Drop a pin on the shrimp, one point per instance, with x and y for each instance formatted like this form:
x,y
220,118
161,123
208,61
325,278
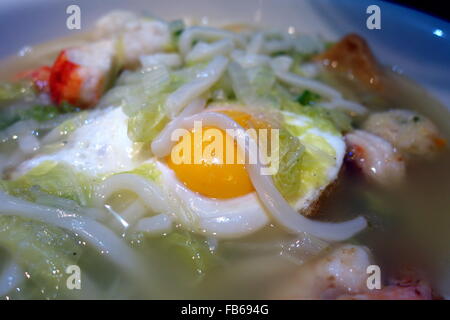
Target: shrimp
x,y
406,130
342,271
377,158
137,35
353,55
39,76
79,75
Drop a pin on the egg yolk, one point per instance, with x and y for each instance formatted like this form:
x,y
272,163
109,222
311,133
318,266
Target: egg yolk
x,y
212,175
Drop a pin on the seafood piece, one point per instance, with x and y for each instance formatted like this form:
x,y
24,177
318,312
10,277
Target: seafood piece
x,y
80,75
406,130
342,271
377,158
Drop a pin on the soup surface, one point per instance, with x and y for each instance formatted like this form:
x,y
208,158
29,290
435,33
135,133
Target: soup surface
x,y
122,176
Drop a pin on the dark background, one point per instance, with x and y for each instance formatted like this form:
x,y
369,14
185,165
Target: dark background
x,y
435,8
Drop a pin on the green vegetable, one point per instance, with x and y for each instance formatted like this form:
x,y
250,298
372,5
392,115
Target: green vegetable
x,y
43,251
189,251
253,86
53,178
287,179
40,113
147,170
147,123
176,28
308,98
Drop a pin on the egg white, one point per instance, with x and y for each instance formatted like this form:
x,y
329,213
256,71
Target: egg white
x,y
101,146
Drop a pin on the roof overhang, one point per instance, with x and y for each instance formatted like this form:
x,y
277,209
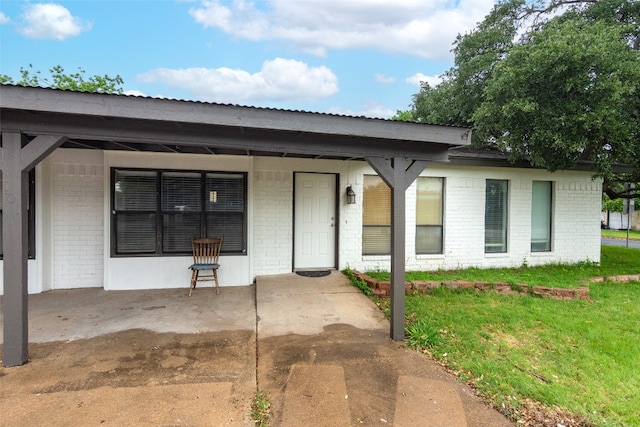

> _AIM OF THE TASK_: Please repeat all the records above word for word, leaving out the pictures.

> _ANSWER BELOW_:
Drop a pin on the shrimp, one point per instance, with x and y for each instance formatted like this form:
x,y
220,118
161,123
208,61
325,278
Target: shrimp
x,y
406,130
342,271
377,158
137,35
353,55
39,76
79,75
Drop a pin on the egg yolk, one point per instance, with x and y for each instance formatted like this form:
x,y
272,163
109,222
311,133
318,266
Target: egg yolk
x,y
212,175
Drop a pin on the seafood piece, one point per instance, with x and y for each instance formatted like this form:
x,y
24,177
318,312
10,277
Target: seafood piece
x,y
80,75
406,130
342,271
377,158
Drop a pin on the soup surface, one point per instance, with x and y for each instance formatted like this form:
x,y
208,158
29,290
435,33
135,133
Target: soup surface
x,y
122,176
Drop a pin on the dark background, one point per instance, with x and y for each instance formatted like this form:
x,y
369,14
185,165
Target: dark background
x,y
435,8
Drop a pin on the green vegetable, one point per instance, with x and y for each instance formatted like this form:
x,y
250,298
372,5
392,115
Target: green vegetable
x,y
43,251
189,251
253,86
53,178
287,179
40,113
147,170
147,123
176,28
308,98
Drop a pin on the egg white, one point per instance, with x and y for each instance formatted like this form:
x,y
329,213
256,71
Target: egg white
x,y
101,146
Drop a pin on the roof overhang, one point per instance, with x and y for each instance formatted like this form:
x,y
277,209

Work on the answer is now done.